— Task objective —
Restate the records in their entirety, word for word.

[Dataset records]
BEGIN

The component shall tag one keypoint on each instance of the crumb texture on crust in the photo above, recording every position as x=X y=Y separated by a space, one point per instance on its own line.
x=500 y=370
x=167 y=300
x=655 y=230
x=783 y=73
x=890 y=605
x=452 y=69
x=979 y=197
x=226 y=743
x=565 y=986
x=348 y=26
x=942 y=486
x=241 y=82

END

— Answer below —
The component shall tag one keypoint on each instance of the crumb texture on crust in the photo above, recording every position as x=X y=Y separated by a space, one point per instance on its own line.
x=500 y=370
x=167 y=300
x=655 y=230
x=783 y=73
x=890 y=605
x=452 y=69
x=979 y=197
x=226 y=743
x=565 y=986
x=348 y=26
x=942 y=486
x=241 y=82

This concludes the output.